*** SUPPLIED ENTRIES Section Begins ***

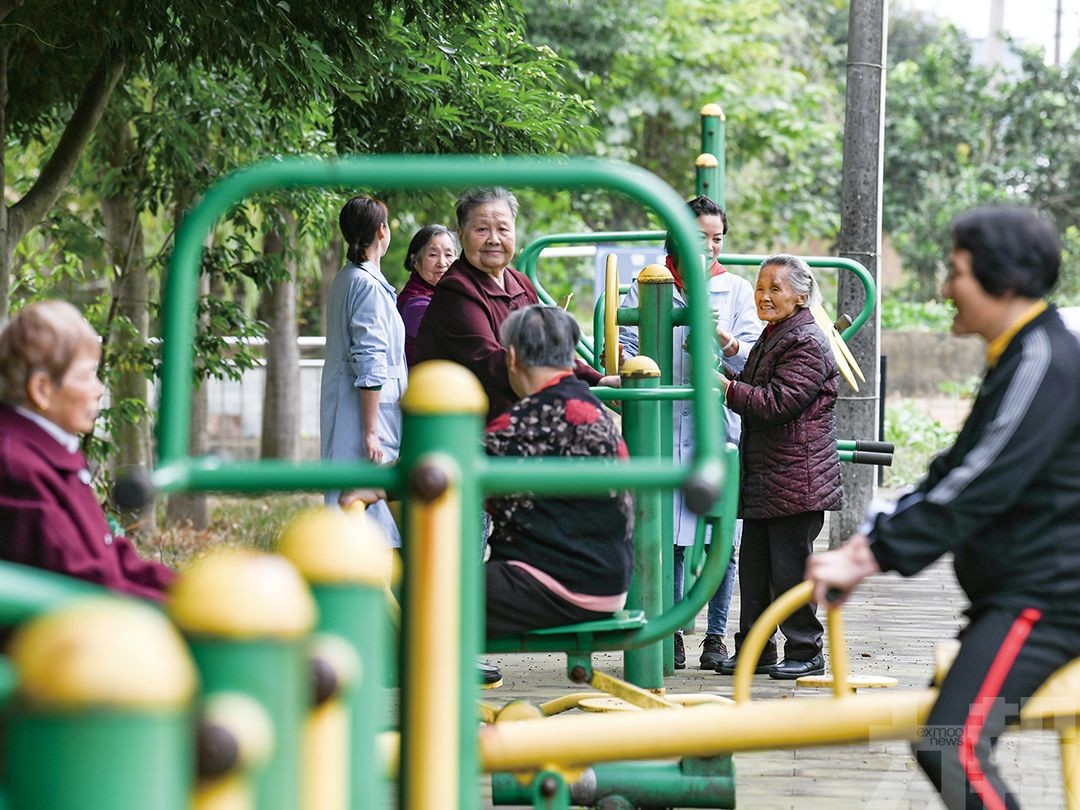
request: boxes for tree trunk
[318,233,342,336]
[166,273,210,530]
[1,48,124,316]
[831,0,886,546]
[259,212,300,461]
[100,118,156,533]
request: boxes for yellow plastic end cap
[401,360,488,415]
[11,597,196,709]
[636,263,675,285]
[695,153,719,168]
[169,549,316,639]
[620,356,661,378]
[278,507,397,586]
[700,103,726,119]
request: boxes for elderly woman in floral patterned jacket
[483,305,634,639]
[715,254,843,680]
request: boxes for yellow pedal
[795,674,898,690]
[578,696,642,712]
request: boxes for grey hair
[455,187,519,230]
[760,254,821,309]
[500,305,579,369]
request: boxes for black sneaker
[674,632,686,670]
[479,659,503,689]
[698,634,728,670]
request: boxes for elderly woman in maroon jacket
[714,254,842,680]
[0,301,175,601]
[414,187,618,422]
[396,224,457,367]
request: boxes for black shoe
[479,659,503,689]
[768,653,825,680]
[714,650,777,675]
[674,632,686,669]
[698,634,728,670]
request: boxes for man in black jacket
[808,206,1080,810]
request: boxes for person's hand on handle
[598,375,622,388]
[806,532,881,607]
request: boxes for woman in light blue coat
[619,196,761,669]
[321,196,407,546]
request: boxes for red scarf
[664,255,726,293]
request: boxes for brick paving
[479,533,1067,808]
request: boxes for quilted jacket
[725,307,843,519]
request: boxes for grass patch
[132,493,323,571]
[883,399,959,488]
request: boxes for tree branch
[0,0,25,25]
[9,48,125,242]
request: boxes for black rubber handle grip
[825,587,845,606]
[112,469,157,511]
[853,440,894,454]
[682,472,719,516]
[850,451,893,467]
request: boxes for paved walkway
[480,538,1067,808]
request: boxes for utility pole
[832,0,886,547]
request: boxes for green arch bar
[155,156,724,500]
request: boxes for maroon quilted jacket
[725,307,843,519]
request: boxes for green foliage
[522,0,847,245]
[883,399,958,487]
[883,11,1080,298]
[880,298,956,331]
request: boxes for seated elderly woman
[414,187,617,423]
[0,301,175,600]
[483,305,634,638]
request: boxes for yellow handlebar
[604,254,619,375]
[733,580,850,702]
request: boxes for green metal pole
[530,770,571,810]
[155,157,724,513]
[494,758,736,808]
[700,103,727,208]
[277,509,397,810]
[3,599,196,810]
[635,264,677,675]
[695,152,720,202]
[620,357,665,691]
[0,561,107,627]
[397,361,486,810]
[170,551,316,810]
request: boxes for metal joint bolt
[409,462,449,502]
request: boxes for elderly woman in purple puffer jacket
[714,254,842,681]
[396,224,457,368]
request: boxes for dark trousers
[733,511,824,662]
[914,608,1080,809]
[486,561,611,640]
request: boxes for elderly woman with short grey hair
[0,300,175,600]
[414,187,617,423]
[483,305,634,639]
[714,254,843,680]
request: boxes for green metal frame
[155,156,724,502]
[517,230,663,368]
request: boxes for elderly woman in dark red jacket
[414,187,618,422]
[0,300,175,601]
[715,254,842,680]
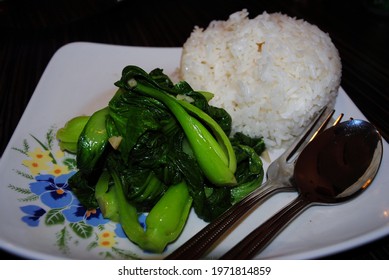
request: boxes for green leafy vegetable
[109,161,192,253]
[56,65,266,253]
[77,107,110,174]
[115,66,237,186]
[56,115,90,153]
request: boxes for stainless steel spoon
[220,119,383,259]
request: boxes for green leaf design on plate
[62,158,77,170]
[8,184,32,195]
[111,247,140,260]
[14,170,34,180]
[45,209,65,225]
[12,139,30,155]
[70,221,93,239]
[45,127,56,150]
[56,226,70,254]
[17,194,39,203]
[87,241,99,251]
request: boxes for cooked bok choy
[56,65,265,253]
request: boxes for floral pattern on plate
[8,126,147,259]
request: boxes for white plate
[0,42,388,260]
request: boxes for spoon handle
[220,195,311,259]
[165,180,294,259]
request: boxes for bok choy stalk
[56,115,90,153]
[93,163,192,253]
[109,158,192,253]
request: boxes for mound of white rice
[179,10,341,149]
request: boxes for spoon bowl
[294,119,383,204]
[221,119,383,259]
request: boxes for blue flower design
[20,205,46,227]
[138,213,147,230]
[62,198,109,226]
[29,171,76,208]
[114,224,127,238]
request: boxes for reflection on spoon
[220,119,383,259]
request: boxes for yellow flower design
[21,146,70,176]
[28,147,52,163]
[98,230,116,248]
[22,159,50,175]
[22,147,52,175]
[47,164,70,176]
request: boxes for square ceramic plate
[1,42,388,259]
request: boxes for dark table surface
[1,0,388,260]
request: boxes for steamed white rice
[179,10,342,149]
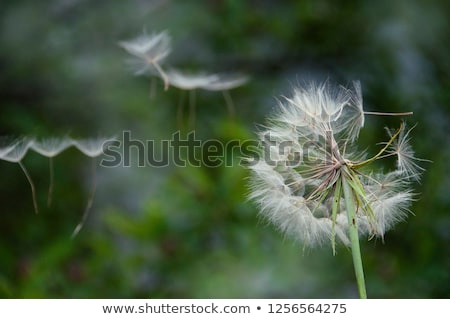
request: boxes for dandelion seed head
[248,81,423,248]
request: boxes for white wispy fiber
[166,69,248,91]
[31,137,74,157]
[248,81,424,248]
[72,137,115,158]
[0,136,113,230]
[0,143,18,159]
[119,30,171,89]
[165,69,220,90]
[386,124,428,182]
[0,138,34,163]
[202,74,248,91]
[0,137,114,160]
[119,30,248,96]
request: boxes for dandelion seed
[31,138,74,206]
[386,123,428,181]
[71,157,97,239]
[248,81,426,298]
[0,143,18,159]
[166,69,218,128]
[73,137,114,157]
[166,69,220,90]
[0,136,115,233]
[71,137,113,237]
[166,69,248,125]
[359,171,413,238]
[0,138,38,214]
[30,138,73,157]
[202,74,248,117]
[0,138,33,163]
[119,30,171,90]
[201,74,248,91]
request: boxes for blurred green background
[0,0,449,298]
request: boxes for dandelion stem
[47,157,54,207]
[19,161,39,214]
[364,111,413,116]
[152,61,169,91]
[342,174,367,298]
[71,158,97,238]
[177,90,186,129]
[222,90,236,118]
[149,77,156,99]
[331,178,342,255]
[189,89,196,128]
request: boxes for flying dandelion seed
[1,138,39,214]
[71,137,114,238]
[0,136,113,236]
[119,30,171,90]
[247,81,426,298]
[165,69,218,128]
[166,69,248,126]
[385,124,430,182]
[202,74,249,117]
[119,30,248,124]
[31,138,74,207]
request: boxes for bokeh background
[1,0,449,298]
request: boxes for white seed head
[248,82,423,248]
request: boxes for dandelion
[71,137,114,238]
[31,137,73,157]
[248,81,425,298]
[166,69,220,90]
[0,136,113,236]
[72,137,114,157]
[0,142,17,159]
[31,137,74,206]
[166,69,248,126]
[385,124,429,181]
[119,30,248,124]
[202,74,249,117]
[119,30,171,90]
[1,138,39,214]
[166,69,219,127]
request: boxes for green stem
[342,175,367,298]
[350,122,403,169]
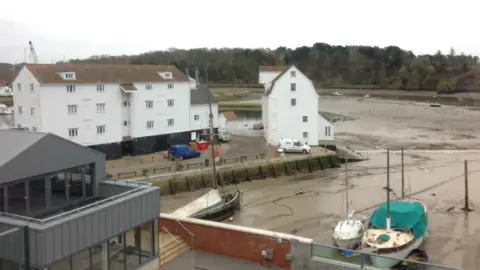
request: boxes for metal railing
[311,243,458,270]
[0,180,152,224]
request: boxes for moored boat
[332,157,365,250]
[363,200,428,268]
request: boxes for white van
[218,128,231,142]
[279,139,311,154]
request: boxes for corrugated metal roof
[191,84,219,105]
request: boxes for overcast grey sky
[1,0,478,64]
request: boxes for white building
[12,64,218,159]
[258,65,334,146]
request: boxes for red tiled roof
[222,111,237,121]
[259,66,287,72]
[26,64,189,84]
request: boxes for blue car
[168,144,201,161]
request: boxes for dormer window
[60,72,76,80]
[158,72,173,79]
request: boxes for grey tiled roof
[191,84,219,105]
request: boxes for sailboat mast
[386,148,391,230]
[204,66,218,189]
[345,156,349,220]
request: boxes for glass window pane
[140,222,154,264]
[72,248,91,270]
[50,256,71,270]
[90,243,108,270]
[125,228,141,270]
[109,236,126,270]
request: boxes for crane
[29,41,38,64]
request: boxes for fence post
[24,225,30,269]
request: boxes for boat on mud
[189,190,241,221]
[170,80,242,221]
[363,200,428,268]
[332,157,366,250]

*** SUPPLIED ENTRIES Section Ends ***

_TASK DETAILS_.
Your task is to set down the records shown above exactly, minus any pictures.

_ANSWER TO THIS TASK_.
request: boxes for tree trunk
[318,233,342,336]
[166,273,210,530]
[1,48,124,316]
[831,0,886,546]
[259,212,300,461]
[100,118,156,533]
request: boxes for yellow plastic end cap
[401,360,488,415]
[11,597,196,709]
[636,263,675,285]
[695,153,719,168]
[169,549,316,639]
[620,356,661,378]
[278,507,397,586]
[700,103,726,119]
request: boxes for elderly woman in floral patterned jacket
[483,305,634,639]
[715,254,843,680]
request: boxes for yellow pedal
[795,674,898,690]
[578,696,642,712]
request: boxes for grey hair
[455,187,519,230]
[760,254,821,309]
[500,305,579,369]
request: boxes for black sneaker
[674,632,686,670]
[479,659,503,689]
[698,634,728,670]
request: boxes for elderly woman in maroon jacket
[714,254,842,680]
[0,301,175,601]
[414,187,618,422]
[396,224,457,367]
request: boxes for black shoe
[479,659,503,689]
[768,653,825,680]
[714,650,777,675]
[674,632,686,669]
[698,634,728,670]
request: boxes for man in black jacket
[808,206,1080,810]
request: boxes for person's hand on handle
[598,375,622,388]
[806,532,881,607]
request: boxes for woman in light blue coat
[619,196,761,669]
[321,196,407,546]
request: boxes for red scarf
[664,255,726,293]
request: boxes for brick paving
[479,533,1067,808]
request: boxes for quilted jacket
[725,307,843,519]
request: boxes for grass patch
[132,493,323,571]
[883,399,959,488]
request: boxes for tree branch
[0,0,25,25]
[9,48,125,242]
request: boxes for black rubber handle grip
[825,587,845,606]
[112,469,157,511]
[853,440,894,454]
[682,472,719,516]
[850,451,893,467]
request: boxes for paved walkway
[480,538,1067,808]
request: boxes for utility pole
[832,0,886,547]
request: boxes for green arch bar
[155,156,724,500]
request: boxes for maroon quilted jacket
[725,307,843,519]
request: boxes for green foliage
[522,0,847,245]
[883,399,958,487]
[883,11,1080,298]
[880,298,956,331]
request: boxes for seated elderly woman
[414,187,617,423]
[0,301,175,600]
[483,305,634,638]
request: boxes for yellow handlebar
[604,254,619,375]
[733,580,850,702]
request: boxes for green metal pole
[530,770,571,810]
[155,157,724,513]
[494,758,736,808]
[700,103,727,208]
[277,509,397,810]
[3,599,196,810]
[635,264,677,675]
[695,152,720,202]
[620,357,665,691]
[0,561,107,627]
[397,361,486,810]
[170,551,316,810]
request: boxes for metal joint bolt
[409,462,449,502]
request: boxes for elderly woman in purple puffer jacket
[714,254,842,681]
[396,224,457,368]
request: boxes for dark trousers
[733,511,824,662]
[914,608,1080,809]
[486,561,611,640]
request: boxes for elderly woman with short grey hair
[0,300,175,600]
[414,187,617,423]
[483,305,634,639]
[714,254,843,680]
request: boxes for green metal frame
[155,156,724,502]
[517,230,663,368]
request: boxes for elderly woman in dark red jacket
[414,187,618,422]
[0,300,175,601]
[715,254,842,680]
request: boxes for green leafy vegetable
[109,161,192,253]
[56,65,266,253]
[77,107,110,174]
[115,66,237,186]
[56,115,90,153]
request: boxes for stainless steel spoon
[220,119,383,259]
request: boxes for green leaf design on plate
[62,158,77,170]
[8,184,32,195]
[111,247,140,260]
[14,170,34,180]
[45,209,65,225]
[12,139,30,155]
[70,221,93,239]
[45,127,56,150]
[56,226,70,254]
[17,194,39,203]
[87,241,99,251]
request: boxes for cooked bok choy
[56,65,265,253]
request: boxes for floral pattern on plate
[8,126,147,259]
request: boxes for white plate
[0,42,388,260]
request: boxes for spoon handle
[220,195,311,259]
[165,180,294,259]
request: boxes for bok choy stalk
[56,115,90,153]
[93,163,192,253]
[109,158,192,253]
request: boxes for mound of white rice
[179,10,341,149]
request: boxes for spoon bowl
[294,119,383,204]
[221,119,383,259]
request: boxes for blue flower design
[20,205,46,227]
[138,213,147,230]
[62,198,109,226]
[29,171,76,208]
[114,224,127,238]
request: boxes for reflection on spoon
[220,119,383,259]
request: boxes for yellow flower design
[21,146,70,176]
[28,147,52,163]
[98,230,116,248]
[22,159,50,175]
[22,147,52,175]
[47,164,70,176]
request: boxes for square ceramic plate
[1,42,388,259]
request: boxes for dark table surface
[1,0,388,260]
request: boxes for steamed white rice
[179,10,342,149]
request: boxes for dandelion seed head
[248,81,423,248]
request: boxes for white wispy fiber
[166,69,248,91]
[31,137,74,157]
[248,81,424,248]
[72,137,115,158]
[0,136,113,230]
[0,143,18,159]
[119,30,171,89]
[165,69,220,90]
[386,124,428,182]
[0,138,34,163]
[202,74,248,91]
[0,137,114,160]
[119,30,248,96]
request: boxes for dandelion seed
[31,138,74,206]
[386,123,428,181]
[71,157,97,239]
[248,81,426,298]
[0,143,18,159]
[166,69,218,128]
[73,137,114,157]
[166,69,220,90]
[0,136,115,233]
[71,137,113,237]
[166,69,248,125]
[359,171,413,238]
[0,138,38,214]
[30,138,73,157]
[202,74,248,117]
[0,138,33,163]
[119,30,171,90]
[201,74,248,91]
request: boxes for blurred green background
[0,0,449,298]
request: boxes for dandelion stem
[47,157,54,207]
[19,161,39,214]
[364,111,413,116]
[152,61,169,91]
[342,174,367,298]
[71,158,97,238]
[177,90,186,129]
[222,90,236,118]
[149,77,156,99]
[331,178,342,255]
[189,89,196,128]
request: boxes for flying dandelion seed
[1,138,39,214]
[71,137,114,238]
[0,136,113,236]
[119,30,171,90]
[247,81,426,298]
[165,69,218,128]
[166,69,248,126]
[385,124,430,182]
[202,74,249,117]
[119,30,248,124]
[31,138,74,207]
request: boxes for bokeh background
[1,0,449,298]
request: boxes for white seed head
[248,82,423,248]
request: boxes for dandelion
[71,137,114,238]
[31,137,73,157]
[248,81,425,298]
[166,69,220,90]
[0,136,113,236]
[72,137,114,157]
[0,142,17,159]
[31,137,74,206]
[166,69,248,126]
[385,124,429,181]
[119,30,248,124]
[202,74,249,117]
[119,30,171,90]
[1,138,39,214]
[166,69,219,127]
request: boxes for green stem
[342,175,367,298]
[350,122,403,169]
request: boxes for metal railing
[311,243,458,270]
[0,180,152,224]
request: boxes for moored boat
[332,157,365,250]
[363,200,428,268]
request: boxes for white van
[218,128,231,142]
[279,139,311,154]
request: boxes for corrugated metal roof
[191,84,219,105]
request: boxes for overcast grey sky
[1,0,478,64]
request: boxes for white building
[12,64,218,159]
[258,65,334,146]
request: boxes for red tiled roof
[222,111,237,121]
[259,66,287,72]
[26,64,189,84]
request: boxes for blue car
[168,144,201,161]
request: boxes for dormer window
[60,72,76,80]
[158,72,173,79]
request: boxes for grey tiled roof
[191,84,219,105]
request: boxes for sailboat mast
[386,148,391,230]
[204,66,218,189]
[345,156,349,220]
request: boxes for glass window pane
[140,222,154,264]
[72,248,91,270]
[50,256,71,270]
[90,243,108,270]
[125,228,141,270]
[109,236,126,270]
request: boxes for crane
[29,41,38,64]
request: boxes for fence post
[24,225,30,269]
request: boxes for boat on mud
[189,190,241,221]
[170,80,242,221]
[363,200,428,268]
[332,157,366,250]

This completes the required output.